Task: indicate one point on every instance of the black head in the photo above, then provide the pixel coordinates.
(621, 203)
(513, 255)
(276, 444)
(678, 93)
====================
*Instructions to follow*
Copy every entry above word for word.

*Final answer*
Task: indicate one point on every instance of the black head in the photo above, then provide the pixel coordinates.
(621, 203)
(513, 255)
(276, 444)
(678, 93)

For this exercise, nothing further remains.